_Problem description_. Verbatim copy without images: repeat the records in full.

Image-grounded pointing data
= = = = = = =

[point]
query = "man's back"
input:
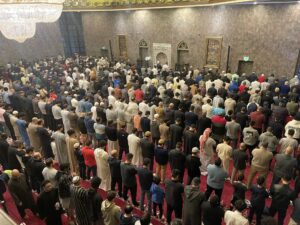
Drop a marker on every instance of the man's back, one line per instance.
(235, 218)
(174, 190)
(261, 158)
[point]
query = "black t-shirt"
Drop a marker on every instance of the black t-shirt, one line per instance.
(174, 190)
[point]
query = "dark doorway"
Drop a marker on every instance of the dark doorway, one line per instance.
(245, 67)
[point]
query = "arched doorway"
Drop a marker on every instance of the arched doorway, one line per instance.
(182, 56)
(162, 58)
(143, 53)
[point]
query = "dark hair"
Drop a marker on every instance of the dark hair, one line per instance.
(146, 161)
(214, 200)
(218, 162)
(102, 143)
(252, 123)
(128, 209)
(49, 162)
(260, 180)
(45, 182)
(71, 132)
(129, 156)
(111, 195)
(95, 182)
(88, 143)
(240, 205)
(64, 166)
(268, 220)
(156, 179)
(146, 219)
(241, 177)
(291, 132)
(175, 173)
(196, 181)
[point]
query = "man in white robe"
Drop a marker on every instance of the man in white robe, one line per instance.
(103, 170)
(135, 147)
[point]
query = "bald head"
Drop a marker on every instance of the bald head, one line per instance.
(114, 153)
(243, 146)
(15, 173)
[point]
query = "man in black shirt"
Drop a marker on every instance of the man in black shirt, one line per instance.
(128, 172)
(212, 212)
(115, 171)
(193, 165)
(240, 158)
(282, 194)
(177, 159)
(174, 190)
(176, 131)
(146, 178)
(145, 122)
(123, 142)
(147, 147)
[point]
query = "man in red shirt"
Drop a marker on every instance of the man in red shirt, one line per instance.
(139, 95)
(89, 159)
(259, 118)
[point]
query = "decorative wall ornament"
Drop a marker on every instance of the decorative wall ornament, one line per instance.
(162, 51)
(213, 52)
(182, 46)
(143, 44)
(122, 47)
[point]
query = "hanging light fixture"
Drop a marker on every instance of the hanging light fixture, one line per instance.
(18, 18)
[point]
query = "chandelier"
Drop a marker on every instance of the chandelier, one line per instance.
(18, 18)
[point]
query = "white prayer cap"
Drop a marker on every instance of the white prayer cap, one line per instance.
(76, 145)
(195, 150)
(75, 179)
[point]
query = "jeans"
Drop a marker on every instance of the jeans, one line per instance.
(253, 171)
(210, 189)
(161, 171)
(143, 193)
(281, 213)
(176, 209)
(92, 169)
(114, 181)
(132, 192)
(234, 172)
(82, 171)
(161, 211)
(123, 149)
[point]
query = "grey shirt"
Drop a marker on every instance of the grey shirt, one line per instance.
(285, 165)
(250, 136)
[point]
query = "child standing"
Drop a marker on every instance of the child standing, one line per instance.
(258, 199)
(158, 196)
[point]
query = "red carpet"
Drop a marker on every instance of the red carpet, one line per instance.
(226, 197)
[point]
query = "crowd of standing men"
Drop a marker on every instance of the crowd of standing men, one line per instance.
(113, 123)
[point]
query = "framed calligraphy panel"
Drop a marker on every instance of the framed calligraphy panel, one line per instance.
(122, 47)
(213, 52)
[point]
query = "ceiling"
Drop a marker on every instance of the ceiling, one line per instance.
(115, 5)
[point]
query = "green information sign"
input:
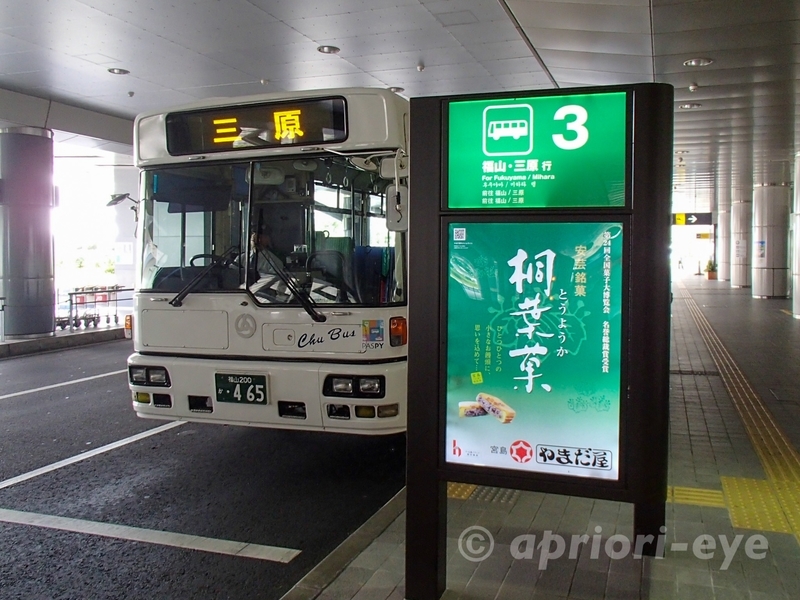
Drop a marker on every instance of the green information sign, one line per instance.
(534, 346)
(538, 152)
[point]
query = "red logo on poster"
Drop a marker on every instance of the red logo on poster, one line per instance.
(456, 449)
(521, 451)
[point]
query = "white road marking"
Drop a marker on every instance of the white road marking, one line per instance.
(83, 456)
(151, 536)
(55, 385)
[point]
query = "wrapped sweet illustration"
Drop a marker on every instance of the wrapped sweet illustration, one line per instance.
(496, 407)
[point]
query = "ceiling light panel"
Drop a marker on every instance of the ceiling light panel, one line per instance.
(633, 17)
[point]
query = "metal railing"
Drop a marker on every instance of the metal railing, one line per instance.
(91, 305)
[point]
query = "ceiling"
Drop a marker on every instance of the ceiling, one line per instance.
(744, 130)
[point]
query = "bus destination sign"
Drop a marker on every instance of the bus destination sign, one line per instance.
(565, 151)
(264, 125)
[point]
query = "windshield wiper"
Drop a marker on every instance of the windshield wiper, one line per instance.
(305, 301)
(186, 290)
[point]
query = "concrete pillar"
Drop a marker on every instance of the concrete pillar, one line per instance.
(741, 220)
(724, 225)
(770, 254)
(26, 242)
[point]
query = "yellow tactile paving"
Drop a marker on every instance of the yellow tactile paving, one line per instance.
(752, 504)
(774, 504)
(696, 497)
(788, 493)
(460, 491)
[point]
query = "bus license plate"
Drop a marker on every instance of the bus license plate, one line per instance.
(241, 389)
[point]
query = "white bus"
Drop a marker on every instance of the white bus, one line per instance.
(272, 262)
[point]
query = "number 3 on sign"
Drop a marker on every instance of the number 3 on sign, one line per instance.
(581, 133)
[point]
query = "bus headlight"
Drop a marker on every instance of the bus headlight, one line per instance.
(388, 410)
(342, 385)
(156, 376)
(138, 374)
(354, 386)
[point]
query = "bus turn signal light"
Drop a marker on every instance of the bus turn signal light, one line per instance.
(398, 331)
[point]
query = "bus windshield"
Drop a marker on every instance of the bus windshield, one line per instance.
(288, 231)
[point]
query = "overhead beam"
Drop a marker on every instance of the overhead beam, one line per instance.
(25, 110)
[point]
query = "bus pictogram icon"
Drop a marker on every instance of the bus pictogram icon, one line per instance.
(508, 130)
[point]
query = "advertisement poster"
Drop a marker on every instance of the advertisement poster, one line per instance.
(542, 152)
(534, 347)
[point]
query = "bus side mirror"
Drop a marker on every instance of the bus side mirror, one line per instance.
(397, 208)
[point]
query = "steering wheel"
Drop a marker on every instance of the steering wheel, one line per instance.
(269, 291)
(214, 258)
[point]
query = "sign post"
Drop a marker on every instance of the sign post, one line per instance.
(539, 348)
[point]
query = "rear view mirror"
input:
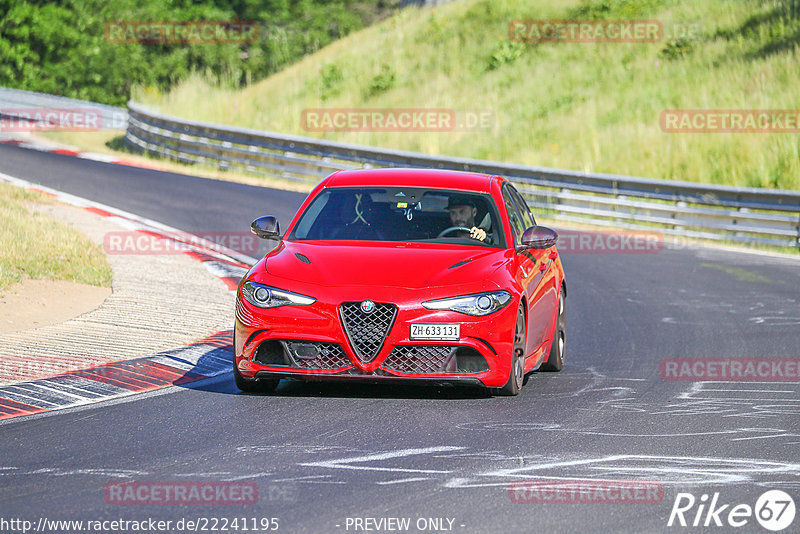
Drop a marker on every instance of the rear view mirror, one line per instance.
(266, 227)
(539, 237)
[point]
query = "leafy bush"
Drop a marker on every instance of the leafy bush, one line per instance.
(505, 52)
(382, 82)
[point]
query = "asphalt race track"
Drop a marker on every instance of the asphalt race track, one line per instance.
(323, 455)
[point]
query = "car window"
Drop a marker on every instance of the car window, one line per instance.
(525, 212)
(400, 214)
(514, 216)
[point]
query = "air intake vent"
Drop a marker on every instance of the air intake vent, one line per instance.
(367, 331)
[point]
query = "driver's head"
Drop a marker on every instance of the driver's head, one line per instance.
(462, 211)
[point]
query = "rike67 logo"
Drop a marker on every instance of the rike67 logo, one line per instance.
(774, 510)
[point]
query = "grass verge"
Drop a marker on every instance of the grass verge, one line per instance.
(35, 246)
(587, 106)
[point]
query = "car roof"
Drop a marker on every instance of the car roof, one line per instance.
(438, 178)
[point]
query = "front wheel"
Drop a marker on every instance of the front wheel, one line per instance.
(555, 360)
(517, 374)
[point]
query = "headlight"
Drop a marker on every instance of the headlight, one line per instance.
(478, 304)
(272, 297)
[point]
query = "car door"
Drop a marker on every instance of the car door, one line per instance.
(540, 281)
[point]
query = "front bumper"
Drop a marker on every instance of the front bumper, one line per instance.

= = = = = = =

_Answer below_.
[point]
query = "man's back"
input:
Drop a marker on every instance of the man's back, one line per instance.
(235, 218)
(174, 190)
(261, 158)
[point]
query = "black t-shirt"
Drop a marker on every instance of the black t-shirt, one line per instance.
(174, 190)
[point]
query = "dark doorway"
Drop a marker on every instance of the dark doorway, one line per instance.
(245, 67)
[point]
query = "arched doorway"
Drop a marker on every instance of the arched doorway, one line per instance.
(182, 56)
(162, 58)
(143, 53)
[point]
query = "dark hair"
Drop a marker on every instance of the dark hair, one line per instance.
(146, 161)
(214, 200)
(218, 162)
(102, 143)
(252, 123)
(128, 209)
(49, 162)
(260, 180)
(45, 182)
(71, 132)
(129, 156)
(111, 195)
(95, 182)
(88, 143)
(240, 205)
(64, 166)
(268, 220)
(156, 179)
(146, 219)
(241, 177)
(291, 132)
(175, 173)
(196, 181)
[point]
query = "man in white robe"
Drop a marker on every instance of the man in white robe, one line per instance.
(103, 170)
(135, 147)
[point]
query = "bald head"
Drop a marker on every instance of the bald head, one line per instance.
(114, 153)
(243, 146)
(15, 173)
[point]
query = "man in black shirt"
Drop a marker on every instance of the man in black shirt, one line per instance.
(128, 172)
(212, 212)
(115, 171)
(193, 165)
(240, 158)
(282, 194)
(177, 159)
(174, 190)
(176, 131)
(146, 178)
(145, 122)
(123, 142)
(147, 147)
[point]
query = "man in red shirt"
Drop a marker on every instance of the man in red shirt, one line per instance.
(139, 95)
(89, 159)
(259, 118)
[point]
query = "decorative wall ornament"
Drop a marker on every instance of the decorative wall ornament, one line per instance.
(162, 51)
(213, 52)
(182, 46)
(143, 44)
(122, 47)
[point]
query = "hanging light fixture"
Drop a marker on every instance of the hanging light fixture, one line per instance.
(18, 18)
[point]
query = "chandelier"
Drop a marker on every instance of the chandelier, one line per instance.
(18, 18)
[point]
query = "white prayer cap"
Drop a marker on every instance of the white prayer cap, one line per instance.
(76, 145)
(195, 150)
(75, 179)
[point]
query = "jeans"
Drop a marker on every instance of the jeans, one line per instance.
(253, 171)
(210, 189)
(161, 171)
(143, 193)
(281, 213)
(176, 209)
(92, 169)
(114, 181)
(132, 192)
(234, 172)
(82, 171)
(161, 211)
(123, 149)
[point]
query = "grey shirt"
Drop a marker on every instance of the grey shirt, one line per instance.
(285, 165)
(250, 136)
[point]
query = "child standing"
Drop a marker on every instance of the child standing, one line per instance.
(258, 199)
(158, 196)
[point]
query = "red carpet"
Drop a marker on every instance of the red carpet, one line per instance.
(226, 197)
[point]
query = "crowd of standing men"
Drop a marker on every instance of the crowd of standing men, one line per instance.
(113, 123)
[point]
query = "framed calligraphy panel"
Drop a marker on every instance of the framed calligraphy panel, one line per instance.
(122, 47)
(213, 52)
[point]
query = "ceiling"
Drop a marker on every instance of the ceiling, one line per instance.
(115, 5)
[point]
query = "green information sign"
input:
Drop a marker on every instance of the green information sign, one line per instance.
(534, 346)
(538, 152)
[point]
query = "red logo on poster"
Drop a marker on every instance of the red logo on poster, one line per instance.
(456, 449)
(521, 451)
[point]
query = "white road marking"
Drop a marker on every instance of the white road marking, one line per instance.
(83, 456)
(151, 536)
(55, 385)
[point]
query = "wrapped sweet illustration"
Drop a marker on every instance of the wrapped sweet illustration, one line per instance.
(496, 407)
[point]
query = "ceiling light panel"
Drop a marker on every instance of the ceiling light panel, one line per instance.
(633, 17)
[point]
query = "metal railing"
Drop a marker on every instance of the metal railing, one line per instance.
(91, 305)
[point]
query = "ceiling"
Drop a marker on every instance of the ceiling, one line per instance.
(744, 130)
[point]
query = "bus destination sign"
Drop a marker on every instance of the bus destination sign, one line per instance.
(565, 151)
(264, 125)
[point]
query = "windshield wiper"
Drop a marker on every instance of the windshield wiper, one line per instance.
(305, 301)
(186, 290)
[point]
query = "concrete pillar"
Drop a marker on every instance of the concrete pillar, one line per instance.
(741, 220)
(724, 225)
(770, 254)
(26, 242)
[point]
query = "yellow tactile paving"
Drop a marker on every instance of the yellow tactile paving, one line per instance.
(752, 504)
(774, 504)
(696, 497)
(788, 493)
(460, 491)
[point]
query = "bus license plate"
Drop a marker on every instance of the bus license plate, one line per instance.
(241, 389)
[point]
query = "white bus"
Drop a marker on every instance of the white bus, one line per instance.
(272, 262)
[point]
query = "number 3 on sign"
Drop a marker on every instance of the number 3 on sign, one line per instance.
(581, 133)
[point]
query = "bus headlight"
Drop a marker on every instance of the bus headlight, one line per instance.
(388, 410)
(342, 385)
(156, 376)
(138, 374)
(354, 386)
[point]
query = "bus turn signal light"
Drop a marker on every instance of the bus turn signal light, one line per instance.
(398, 331)
[point]
query = "bus windshield"
Drop a marker on every instance of the bus windshield, one line per instance.
(288, 231)
[point]
query = "overhead beam"
Drop a marker on every instance of the overhead beam, one line per instance.
(25, 110)
[point]
query = "bus pictogram icon"
Drop a marker on every instance of the bus pictogram icon, one line per instance.
(508, 130)
[point]
query = "advertisement poster"
Drop a marker on every instance of the advertisement poster, one line per instance.
(542, 152)
(534, 347)
[point]
query = "bus side mirror"
Drop a marker on every instance of the bus side mirror, one line per instance.
(397, 208)
[point]
query = "steering wheel"
Drop a marker on every instance of the steering wheel, one line per instance.
(269, 291)
(214, 258)
[point]
query = "sign post"
Drop a marker on every instance of the sign post, one line per instance.
(539, 348)
[point]
query = "rear view mirror"
input:
Drop a marker on every instance of the rear view mirror, one line per instance.
(266, 227)
(539, 237)
[point]
query = "leafy bush"
Drop a marker on every instance of the leafy bush, one line per instance.
(505, 52)
(382, 82)
[point]
query = "asphalt race track"
Drop a marker on every instance of the asphalt race track, one line per instance.
(323, 455)
[point]
query = "car window"
Drop a marker on every instance of the car window, one line per instance.
(525, 212)
(400, 214)
(514, 216)
[point]
query = "air intake vent"
Drop a marker on every instance of the air intake vent, one line per instance.
(367, 331)
[point]
query = "driver's head"
Drop a marker on every instance of the driver's head, one line per instance.
(462, 211)
[point]
query = "rike67 logo"
Drop a marker on every instance of the rike67 logo, one line per instance.
(774, 510)
[point]
query = "grass verge"
Drop a marker on every instance of the grass verge, one line per instance.
(35, 246)
(587, 106)
[point]
query = "car roof"
Drop a marker on every instance of the car roof, one line per instance.
(438, 178)
[point]
query = "front wheel"
Drop a marker on every instance of the front wheel, one line per instance.
(555, 360)
(517, 374)
[point]
query = "headlight"
Drop a marker on every instance of the headlight, one line per instance.
(478, 304)
(272, 297)
[point]
query = "car door"
Drop a marker on every instance of the car door, one line per instance.
(540, 281)
[point]
query = "front bumper"
Drop a marker on every instance of the front bumper, one line per instance.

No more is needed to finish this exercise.